### Task statement
Can you edit the items below by replacing "Kindly report" with "Please list" throughout, leaving everything else unchanged? Leave the pictures out of your answer.

(Records from a data source)
---

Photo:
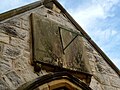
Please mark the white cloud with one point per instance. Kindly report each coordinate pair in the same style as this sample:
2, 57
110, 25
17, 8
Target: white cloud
90, 18
11, 4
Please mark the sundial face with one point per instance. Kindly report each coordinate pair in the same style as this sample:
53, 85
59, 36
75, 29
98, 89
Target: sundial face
56, 44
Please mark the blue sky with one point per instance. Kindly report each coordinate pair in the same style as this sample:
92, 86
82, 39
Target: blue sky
99, 18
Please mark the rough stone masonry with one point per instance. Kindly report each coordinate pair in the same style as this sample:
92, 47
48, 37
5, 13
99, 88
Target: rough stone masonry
15, 53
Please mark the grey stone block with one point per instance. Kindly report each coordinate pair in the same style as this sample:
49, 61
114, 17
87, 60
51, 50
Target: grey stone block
3, 86
14, 79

---

### Output
Photo:
Please mark the white cloud with one point per instance. Please list each coordinate pair in the same style as this sample:
2, 57
110, 25
17, 8
Target: white cloud
90, 18
11, 4
Please mark the sundial face with one point per instance. Please list each coordinate pair in the same style as this sample:
53, 85
59, 36
75, 29
98, 89
Target: sundial face
56, 44
Please mark the blue sky with one point per instance. Please list each coordinate pair in the same style as this sample:
92, 86
82, 39
Target: blue sky
99, 18
Please mark the rough stone masonry with one point per instance. Please list each coordinate pair in the same style as this sample:
92, 47
48, 37
5, 13
99, 88
Target: rough stone masonry
15, 53
Please mark the grey stone block with one point per instance. Please list each coordinate pair in the same style as this sample:
49, 61
114, 17
87, 60
51, 50
Target: grey stone block
3, 86
14, 79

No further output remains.